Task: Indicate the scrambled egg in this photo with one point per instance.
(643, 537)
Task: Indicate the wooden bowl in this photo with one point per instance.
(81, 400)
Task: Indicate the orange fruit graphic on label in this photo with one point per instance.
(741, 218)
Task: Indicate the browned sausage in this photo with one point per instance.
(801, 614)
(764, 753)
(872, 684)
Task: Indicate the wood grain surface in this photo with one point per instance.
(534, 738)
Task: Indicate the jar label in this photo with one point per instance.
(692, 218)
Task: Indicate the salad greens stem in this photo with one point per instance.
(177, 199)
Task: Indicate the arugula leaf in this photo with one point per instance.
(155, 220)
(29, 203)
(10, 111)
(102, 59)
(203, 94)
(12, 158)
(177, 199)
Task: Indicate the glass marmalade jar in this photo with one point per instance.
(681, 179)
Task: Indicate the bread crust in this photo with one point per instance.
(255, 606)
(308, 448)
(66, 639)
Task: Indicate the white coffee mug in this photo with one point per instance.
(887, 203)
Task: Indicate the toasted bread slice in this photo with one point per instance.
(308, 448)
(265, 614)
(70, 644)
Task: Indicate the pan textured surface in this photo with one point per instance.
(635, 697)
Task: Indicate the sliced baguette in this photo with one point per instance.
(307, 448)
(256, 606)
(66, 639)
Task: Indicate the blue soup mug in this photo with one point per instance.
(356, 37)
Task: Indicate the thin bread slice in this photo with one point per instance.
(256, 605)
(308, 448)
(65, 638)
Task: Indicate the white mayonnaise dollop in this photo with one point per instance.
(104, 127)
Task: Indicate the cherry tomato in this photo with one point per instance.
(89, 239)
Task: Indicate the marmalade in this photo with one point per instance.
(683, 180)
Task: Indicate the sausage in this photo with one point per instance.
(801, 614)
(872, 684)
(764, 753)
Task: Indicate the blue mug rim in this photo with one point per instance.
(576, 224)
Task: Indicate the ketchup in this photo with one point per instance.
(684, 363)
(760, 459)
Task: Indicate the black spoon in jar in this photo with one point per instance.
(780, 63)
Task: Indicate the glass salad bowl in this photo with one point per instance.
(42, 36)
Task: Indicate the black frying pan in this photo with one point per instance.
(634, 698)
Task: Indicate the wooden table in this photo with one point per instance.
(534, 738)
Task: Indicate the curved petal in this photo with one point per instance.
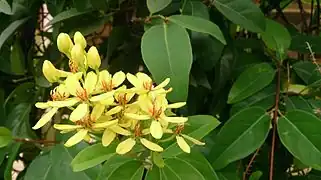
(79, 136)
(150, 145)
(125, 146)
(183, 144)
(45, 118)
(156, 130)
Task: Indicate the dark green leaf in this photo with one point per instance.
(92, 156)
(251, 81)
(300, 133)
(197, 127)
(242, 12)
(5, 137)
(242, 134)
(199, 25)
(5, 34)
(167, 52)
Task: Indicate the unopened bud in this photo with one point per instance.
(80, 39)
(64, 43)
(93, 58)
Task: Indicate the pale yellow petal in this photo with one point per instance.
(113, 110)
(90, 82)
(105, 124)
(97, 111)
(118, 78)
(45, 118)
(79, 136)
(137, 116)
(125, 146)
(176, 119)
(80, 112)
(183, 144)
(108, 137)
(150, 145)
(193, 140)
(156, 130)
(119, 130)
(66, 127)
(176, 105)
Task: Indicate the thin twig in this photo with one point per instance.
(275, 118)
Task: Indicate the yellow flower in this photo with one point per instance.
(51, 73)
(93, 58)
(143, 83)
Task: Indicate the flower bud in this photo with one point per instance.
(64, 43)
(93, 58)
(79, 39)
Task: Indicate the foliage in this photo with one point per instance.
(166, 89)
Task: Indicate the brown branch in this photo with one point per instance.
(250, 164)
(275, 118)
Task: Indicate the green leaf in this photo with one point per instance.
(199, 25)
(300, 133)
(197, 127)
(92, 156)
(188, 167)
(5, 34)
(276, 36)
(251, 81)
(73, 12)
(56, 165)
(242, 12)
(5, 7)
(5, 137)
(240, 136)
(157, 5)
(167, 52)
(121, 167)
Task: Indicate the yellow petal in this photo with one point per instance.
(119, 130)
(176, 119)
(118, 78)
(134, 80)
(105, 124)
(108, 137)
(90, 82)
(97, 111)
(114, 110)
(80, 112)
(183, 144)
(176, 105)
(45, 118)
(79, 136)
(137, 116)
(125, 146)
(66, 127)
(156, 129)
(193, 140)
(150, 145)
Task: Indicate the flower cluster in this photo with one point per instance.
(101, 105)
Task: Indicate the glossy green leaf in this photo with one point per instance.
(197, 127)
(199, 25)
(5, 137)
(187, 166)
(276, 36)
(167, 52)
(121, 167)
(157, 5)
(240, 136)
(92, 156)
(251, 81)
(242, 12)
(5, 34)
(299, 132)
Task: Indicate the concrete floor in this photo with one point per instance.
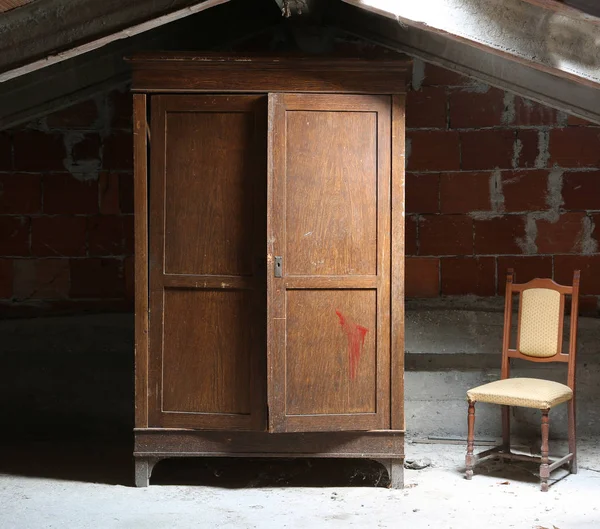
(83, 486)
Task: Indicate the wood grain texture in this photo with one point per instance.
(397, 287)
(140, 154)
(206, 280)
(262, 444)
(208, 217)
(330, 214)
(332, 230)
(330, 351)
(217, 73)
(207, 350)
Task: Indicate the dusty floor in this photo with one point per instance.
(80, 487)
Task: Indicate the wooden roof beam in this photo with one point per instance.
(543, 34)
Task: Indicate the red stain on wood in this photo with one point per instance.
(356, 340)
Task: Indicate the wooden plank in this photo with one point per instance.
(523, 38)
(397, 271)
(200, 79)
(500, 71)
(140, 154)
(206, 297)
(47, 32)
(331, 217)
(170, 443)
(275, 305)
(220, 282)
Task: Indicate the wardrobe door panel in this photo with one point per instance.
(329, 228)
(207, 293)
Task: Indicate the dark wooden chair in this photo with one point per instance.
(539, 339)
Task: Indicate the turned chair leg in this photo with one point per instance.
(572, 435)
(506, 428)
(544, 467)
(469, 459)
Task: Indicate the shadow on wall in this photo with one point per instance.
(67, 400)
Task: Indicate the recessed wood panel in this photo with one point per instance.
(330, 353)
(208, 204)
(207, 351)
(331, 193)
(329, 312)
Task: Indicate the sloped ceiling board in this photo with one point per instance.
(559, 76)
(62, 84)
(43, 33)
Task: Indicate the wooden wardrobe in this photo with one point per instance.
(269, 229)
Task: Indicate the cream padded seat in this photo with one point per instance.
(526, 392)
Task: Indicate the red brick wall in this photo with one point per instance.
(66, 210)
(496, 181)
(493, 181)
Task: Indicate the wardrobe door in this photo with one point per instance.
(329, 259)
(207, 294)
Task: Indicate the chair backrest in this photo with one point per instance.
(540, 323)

* * * * * * *

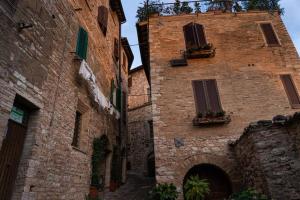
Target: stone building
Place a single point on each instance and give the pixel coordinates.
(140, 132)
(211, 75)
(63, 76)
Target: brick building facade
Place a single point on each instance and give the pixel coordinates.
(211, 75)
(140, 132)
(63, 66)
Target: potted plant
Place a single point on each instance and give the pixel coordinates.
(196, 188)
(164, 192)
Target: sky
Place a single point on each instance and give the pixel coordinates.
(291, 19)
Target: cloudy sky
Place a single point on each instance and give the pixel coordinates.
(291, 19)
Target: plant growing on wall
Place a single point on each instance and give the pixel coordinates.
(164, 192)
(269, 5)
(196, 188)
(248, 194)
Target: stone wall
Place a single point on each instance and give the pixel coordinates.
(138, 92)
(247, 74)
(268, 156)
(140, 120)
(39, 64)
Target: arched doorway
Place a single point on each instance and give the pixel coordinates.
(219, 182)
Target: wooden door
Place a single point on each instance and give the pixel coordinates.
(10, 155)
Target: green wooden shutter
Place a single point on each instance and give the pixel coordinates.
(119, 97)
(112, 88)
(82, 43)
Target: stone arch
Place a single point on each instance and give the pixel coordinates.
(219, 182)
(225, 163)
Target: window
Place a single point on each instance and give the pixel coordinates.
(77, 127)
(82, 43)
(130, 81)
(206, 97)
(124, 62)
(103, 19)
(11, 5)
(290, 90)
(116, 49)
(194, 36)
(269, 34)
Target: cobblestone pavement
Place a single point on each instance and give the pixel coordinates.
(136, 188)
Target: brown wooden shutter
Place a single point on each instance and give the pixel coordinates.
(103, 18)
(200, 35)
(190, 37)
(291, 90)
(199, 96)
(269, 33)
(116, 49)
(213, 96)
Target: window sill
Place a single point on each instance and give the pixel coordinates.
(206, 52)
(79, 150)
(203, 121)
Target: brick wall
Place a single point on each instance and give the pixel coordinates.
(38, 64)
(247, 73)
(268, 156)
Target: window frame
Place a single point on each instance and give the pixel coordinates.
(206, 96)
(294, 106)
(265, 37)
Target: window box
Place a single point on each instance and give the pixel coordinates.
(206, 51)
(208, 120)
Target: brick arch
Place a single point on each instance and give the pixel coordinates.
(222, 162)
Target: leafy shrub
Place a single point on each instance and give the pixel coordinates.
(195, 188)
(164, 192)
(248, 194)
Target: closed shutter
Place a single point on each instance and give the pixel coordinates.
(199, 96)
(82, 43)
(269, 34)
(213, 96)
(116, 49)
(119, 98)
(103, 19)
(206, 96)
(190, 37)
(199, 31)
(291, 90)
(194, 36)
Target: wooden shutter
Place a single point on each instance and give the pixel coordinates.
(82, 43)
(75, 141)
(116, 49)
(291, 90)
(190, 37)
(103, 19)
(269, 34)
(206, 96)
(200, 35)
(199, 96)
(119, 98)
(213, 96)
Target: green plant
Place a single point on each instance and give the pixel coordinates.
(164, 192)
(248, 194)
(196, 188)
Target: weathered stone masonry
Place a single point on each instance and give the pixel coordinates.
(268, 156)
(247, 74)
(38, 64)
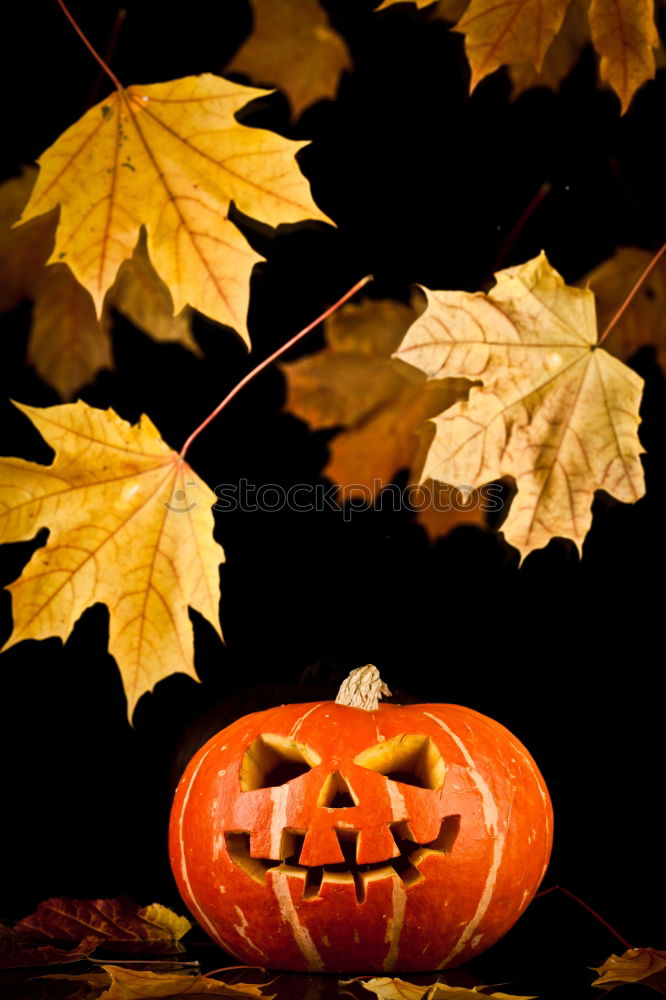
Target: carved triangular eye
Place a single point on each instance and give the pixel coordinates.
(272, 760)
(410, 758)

* * * * * * *

YOUR GOAL: Which lines of the rows above contain the string "grain"? Return each of them in full, matching case exactly.

RESULT FOR THIS EXERCISE:
Task: Indicate the wood grain surface in this photo with one point per instance.
Task: Indicate the wood grain texture in this photo with one point per instance.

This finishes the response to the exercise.